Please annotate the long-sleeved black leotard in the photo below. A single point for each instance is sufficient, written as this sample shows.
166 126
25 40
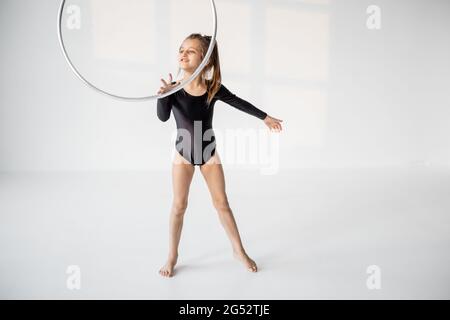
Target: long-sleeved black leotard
195 136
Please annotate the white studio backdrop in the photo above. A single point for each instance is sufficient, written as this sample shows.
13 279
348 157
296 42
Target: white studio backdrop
349 95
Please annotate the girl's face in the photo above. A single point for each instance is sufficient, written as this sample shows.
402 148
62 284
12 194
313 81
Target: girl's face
190 55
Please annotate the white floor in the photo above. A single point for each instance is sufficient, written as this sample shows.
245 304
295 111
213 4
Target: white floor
313 233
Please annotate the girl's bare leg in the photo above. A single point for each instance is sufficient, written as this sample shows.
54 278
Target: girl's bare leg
182 173
212 171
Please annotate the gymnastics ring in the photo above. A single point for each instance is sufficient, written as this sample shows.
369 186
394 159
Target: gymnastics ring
179 87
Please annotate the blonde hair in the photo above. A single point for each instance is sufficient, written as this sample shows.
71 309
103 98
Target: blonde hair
212 68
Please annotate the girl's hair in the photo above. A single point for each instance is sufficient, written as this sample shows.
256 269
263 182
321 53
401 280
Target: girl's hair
212 68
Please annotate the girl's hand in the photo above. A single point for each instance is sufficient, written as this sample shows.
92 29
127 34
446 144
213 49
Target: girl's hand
274 124
167 86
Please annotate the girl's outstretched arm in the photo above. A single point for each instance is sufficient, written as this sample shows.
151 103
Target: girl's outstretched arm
226 96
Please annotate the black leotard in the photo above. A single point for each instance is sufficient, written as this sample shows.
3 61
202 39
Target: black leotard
194 120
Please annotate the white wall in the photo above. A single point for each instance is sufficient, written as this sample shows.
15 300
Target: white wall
349 96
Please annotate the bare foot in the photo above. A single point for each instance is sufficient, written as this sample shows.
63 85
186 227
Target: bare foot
245 259
167 269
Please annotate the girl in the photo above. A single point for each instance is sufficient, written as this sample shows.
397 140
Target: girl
193 108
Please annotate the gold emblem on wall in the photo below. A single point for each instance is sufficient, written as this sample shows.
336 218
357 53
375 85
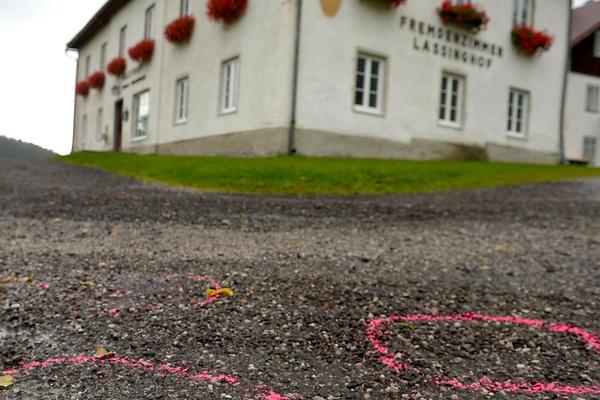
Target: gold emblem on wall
331 7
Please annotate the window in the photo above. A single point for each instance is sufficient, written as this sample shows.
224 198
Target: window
181 100
597 44
149 24
141 111
122 39
591 100
523 12
451 100
185 7
369 83
518 108
103 56
229 85
99 123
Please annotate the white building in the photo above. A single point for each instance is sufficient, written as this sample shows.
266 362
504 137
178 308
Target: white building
365 79
582 116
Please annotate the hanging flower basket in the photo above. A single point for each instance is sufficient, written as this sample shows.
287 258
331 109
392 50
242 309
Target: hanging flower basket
530 41
96 80
117 66
142 51
82 88
180 30
227 11
466 15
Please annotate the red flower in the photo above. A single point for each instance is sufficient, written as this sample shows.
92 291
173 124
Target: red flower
530 41
82 88
181 29
142 51
227 11
96 80
117 66
466 14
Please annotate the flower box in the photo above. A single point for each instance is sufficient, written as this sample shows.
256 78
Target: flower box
96 80
142 51
117 66
180 30
82 88
530 41
466 15
227 11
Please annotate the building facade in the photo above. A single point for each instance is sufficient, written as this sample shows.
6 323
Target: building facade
327 78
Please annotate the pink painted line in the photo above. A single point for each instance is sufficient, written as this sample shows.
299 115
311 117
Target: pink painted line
377 336
146 366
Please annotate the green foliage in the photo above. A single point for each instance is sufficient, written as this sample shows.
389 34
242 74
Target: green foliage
316 176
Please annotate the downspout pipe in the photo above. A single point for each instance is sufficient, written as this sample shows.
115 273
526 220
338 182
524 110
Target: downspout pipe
295 73
563 110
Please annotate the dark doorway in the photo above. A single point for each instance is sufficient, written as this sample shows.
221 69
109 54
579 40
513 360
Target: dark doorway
118 125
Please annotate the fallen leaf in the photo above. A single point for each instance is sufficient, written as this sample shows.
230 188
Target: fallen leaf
6 381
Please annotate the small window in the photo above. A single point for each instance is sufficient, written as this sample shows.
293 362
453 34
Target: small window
591 100
185 7
518 109
229 85
589 149
141 113
99 123
451 100
523 12
181 100
149 24
368 94
122 41
103 56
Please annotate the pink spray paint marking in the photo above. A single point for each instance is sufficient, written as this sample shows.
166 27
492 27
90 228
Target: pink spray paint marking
263 391
376 335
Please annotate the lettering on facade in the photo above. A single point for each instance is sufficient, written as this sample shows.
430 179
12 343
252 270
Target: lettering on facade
451 44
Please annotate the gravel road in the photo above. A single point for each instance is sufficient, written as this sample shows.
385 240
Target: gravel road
459 295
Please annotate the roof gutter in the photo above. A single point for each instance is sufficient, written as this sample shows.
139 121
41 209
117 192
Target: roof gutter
295 74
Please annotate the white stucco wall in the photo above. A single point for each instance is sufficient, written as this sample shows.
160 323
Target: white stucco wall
328 62
579 122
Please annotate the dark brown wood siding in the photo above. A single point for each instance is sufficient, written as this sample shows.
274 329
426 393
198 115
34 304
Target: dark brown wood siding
582 58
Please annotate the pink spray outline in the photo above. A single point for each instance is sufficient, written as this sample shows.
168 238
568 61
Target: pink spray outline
375 334
264 392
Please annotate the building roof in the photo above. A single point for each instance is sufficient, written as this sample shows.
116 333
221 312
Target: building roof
110 8
586 20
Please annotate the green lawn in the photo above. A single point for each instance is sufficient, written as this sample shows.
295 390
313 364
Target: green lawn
334 176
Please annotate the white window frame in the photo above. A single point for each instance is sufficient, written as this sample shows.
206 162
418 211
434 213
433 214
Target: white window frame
592 98
149 22
523 12
185 7
364 91
182 92
517 123
451 100
229 85
140 108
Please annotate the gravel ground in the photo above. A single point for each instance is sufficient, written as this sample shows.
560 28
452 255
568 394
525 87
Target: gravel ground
92 261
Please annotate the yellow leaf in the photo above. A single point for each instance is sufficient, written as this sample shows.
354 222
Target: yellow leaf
6 381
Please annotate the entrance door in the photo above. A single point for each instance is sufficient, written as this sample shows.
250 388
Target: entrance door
118 125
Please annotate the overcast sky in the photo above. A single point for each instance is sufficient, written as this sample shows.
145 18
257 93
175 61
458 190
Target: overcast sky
37 79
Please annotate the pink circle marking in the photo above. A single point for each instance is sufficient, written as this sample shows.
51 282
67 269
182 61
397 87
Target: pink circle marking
263 392
377 336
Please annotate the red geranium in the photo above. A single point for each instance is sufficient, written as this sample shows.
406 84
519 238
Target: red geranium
96 80
529 40
82 88
467 15
227 11
181 29
142 51
117 66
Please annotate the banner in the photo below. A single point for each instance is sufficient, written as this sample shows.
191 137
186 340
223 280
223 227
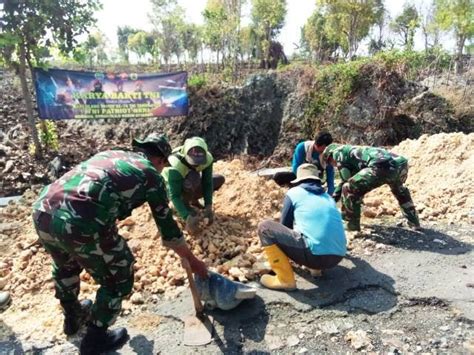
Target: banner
67 94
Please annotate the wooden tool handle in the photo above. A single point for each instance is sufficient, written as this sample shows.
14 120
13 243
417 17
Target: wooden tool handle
197 300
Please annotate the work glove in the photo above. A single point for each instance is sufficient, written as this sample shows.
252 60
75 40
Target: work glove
192 224
209 214
198 267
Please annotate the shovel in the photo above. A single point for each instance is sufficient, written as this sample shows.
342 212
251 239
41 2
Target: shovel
198 328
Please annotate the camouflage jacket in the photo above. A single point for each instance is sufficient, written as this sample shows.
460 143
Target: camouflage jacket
352 159
108 187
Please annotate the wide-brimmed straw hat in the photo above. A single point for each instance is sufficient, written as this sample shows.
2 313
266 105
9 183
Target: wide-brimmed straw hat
306 172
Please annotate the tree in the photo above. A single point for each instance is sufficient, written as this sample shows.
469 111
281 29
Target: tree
142 43
192 40
268 18
95 48
428 25
28 28
348 22
314 35
405 25
457 16
123 33
215 18
247 42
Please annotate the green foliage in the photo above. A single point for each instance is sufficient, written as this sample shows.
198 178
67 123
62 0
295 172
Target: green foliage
123 33
348 22
36 25
314 35
197 81
48 135
406 24
411 63
457 16
268 18
334 84
142 43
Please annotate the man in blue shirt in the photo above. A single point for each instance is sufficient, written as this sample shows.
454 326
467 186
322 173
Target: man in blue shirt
310 232
308 152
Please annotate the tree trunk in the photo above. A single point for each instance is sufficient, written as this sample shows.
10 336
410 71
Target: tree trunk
459 47
28 102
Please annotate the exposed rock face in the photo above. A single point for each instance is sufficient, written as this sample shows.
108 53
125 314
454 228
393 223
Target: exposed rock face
266 117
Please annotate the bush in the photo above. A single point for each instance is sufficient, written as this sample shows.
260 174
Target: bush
333 85
197 81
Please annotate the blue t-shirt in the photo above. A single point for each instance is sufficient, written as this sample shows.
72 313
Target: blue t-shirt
299 157
309 210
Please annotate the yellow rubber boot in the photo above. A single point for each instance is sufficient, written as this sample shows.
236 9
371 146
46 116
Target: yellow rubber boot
284 278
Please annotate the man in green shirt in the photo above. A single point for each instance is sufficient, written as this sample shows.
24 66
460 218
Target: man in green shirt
75 220
363 169
188 178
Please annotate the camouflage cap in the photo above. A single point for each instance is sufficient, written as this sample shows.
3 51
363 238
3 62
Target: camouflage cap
306 172
195 150
323 158
153 142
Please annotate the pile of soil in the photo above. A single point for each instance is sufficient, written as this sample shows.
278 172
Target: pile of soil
263 118
441 174
440 179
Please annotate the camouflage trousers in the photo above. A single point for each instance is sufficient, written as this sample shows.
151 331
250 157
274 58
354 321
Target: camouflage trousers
100 250
368 179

◆ ◆ ◆

• [Task to complete]
Which of the lines above mention the word "below"? Pull those lines out.

• [Exercise response]
Please annotate the long-sleeved black leotard in the photo below. A single point for each instance is sufficient, written as this sample shows.
Please annotate the gold emblem on wall in the photo below. A single point for each instance is sufficient, written as this sample shows.
Please annotate the banner in the photo below. A single point for each instance is sufficient, written as this sample shows.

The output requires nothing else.